▶ **任务目标**
请根据阅读文本回答以下问题:
(a) 分析部分注明参考的是哪个 Android 系统版本?
(b) property_service.cpp 列在哪个代码路径下?
(c) 在 init.cpp 的 main 函数中,export_kernel_boot_props() 之前调用的是哪个函数?

提问
1.framework中,很多时候都会用到属性值,是不是属性服务起来的比zygote还早?
2.属性服务是怎么跟system_server进行跨进程通信的?
3.加载system/build.prop和vendor/build.prop的先后顺序是什么?如果system/build.prop
中有一个ro属性,同样在vendor/build.prop也有一个,最后会以谁的值为准?
分析
注:参考Android 8.1系统
代码路径
system/core/init/
init.cpp
property_service.cpp
system/core/libcutils
properties.cpp
bionic/libc/bionic/
system_properties.cpp
bionic/libc/include/sys/
_system_properties.h
frameworks/base/core/java/android/os/
SystemProperties.java
frameworks/base/core/jni/
android_os_SystemProperties.cpp
过程
system/core/init/init.cpp
int main(int argc, char** argv) {
······
property_init();
······
// Propagate the kernel variables to internal variables
// used by init as well as the current required properties.
export_kernel_boot_props();
// Make the time that init started available for bootstat to log.

▶ **数据摘录**

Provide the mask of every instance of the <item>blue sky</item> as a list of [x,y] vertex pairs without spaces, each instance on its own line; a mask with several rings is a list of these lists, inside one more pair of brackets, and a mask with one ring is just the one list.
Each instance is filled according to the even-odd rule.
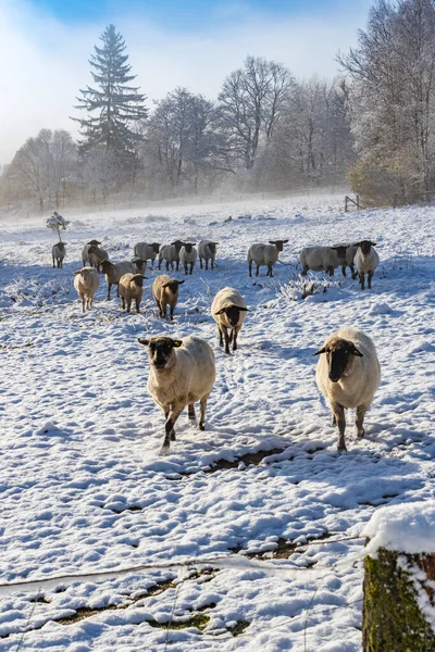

▶ **任务结果**
(a) Android 8.1
(b) system/core/init/
(c) property_init()